▶ _Set of tasks_
a) According to the Tzucacab article, in what year did Mexican federal troops reclaim the last rebel strongholds?
b) Name every town or city that the Location section of the Tzucacab article gives as a point of reference.
c) From the Tzucacab article, copy the passage starting with "- • Total: 9,967" and going on through "capital of Yucatán.".

▶ _Page excerpt_

──────────

- Tzucacab
- Coordinates: 20°04′15″N 89°03′02″W﻿ / ﻿20.07083°N 89.05056°W
- Country: Mexico
- State: Yucatán
- Municipality: Tzucacab
- Elevation: 36 m (118 ft)

Population (2010)
- • Total: 9,967

= Tzucacab =

Town in the Mexican state of Yucatán

Tzucacab is a town and the municipal seat of the Tzucacab Municipality in Yucatán, Mexico. It gained prominence for being the site where the Treaty of Tzucacab was signed, an attempt to end the brutal Caste War of Yucatán that began in the Yucatán Peninsula in 1847. This conflict persisted until 1901 when Mexican federal troops finally reclaimed the last strongholds from indigenous Maya rebels, specifically Bacalar and Chan Santa Cruz in what is now the state of Quintana Roo.

== Toponymy ==
The name "Tzucacab" means "small part of the town" in the Mayan language, derived from the words "tsukul" (portion or part) and "kaaj" (town or hill).

== Location ==
Tzucacab is located 15 km southwest of Peto and 30 km southeast of Tekax, approximately 145 km southeast of Mérida, the capital of Yucatán.

──────────

▶ _Supplied data_
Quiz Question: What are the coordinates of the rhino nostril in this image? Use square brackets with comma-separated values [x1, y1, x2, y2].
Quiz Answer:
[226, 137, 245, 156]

──────────

▶ _Answers in order_
a) 1901

b) Peto, Tekax, Mérida

c)
- • Total: 9,967

= Tzucacab =

Town in the Mexican state of Yucatán

Tzucacab is a town and the municipal seat of the Tzucacab Municipality in Yucatán, Mexico. It gained prominence for being the site where the Treaty of Tzucacab was signed, an attempt to end the brutal Caste War of Yucatán that began in the Yucatán Peninsula in 1847. This conflict persisted until 1901 when Mexican federal troops finally reclaimed the last strongholds from indigenous Maya rebels, specifically Bacalar and Chan Santa Cruz in what is now the state of Quintana Roo.

== Toponymy ==
The name "Tzucacab" means "small part of the town" in the Mayan language, derived from the words "tsukul" (portion or part) and "kaaj" (town or hill).

== Location ==
Tzucacab is located 15 km southwest of Peto and 30 km southeast of Tekax, approximately 145 km southeast of Mérida, the capital of Yucatán.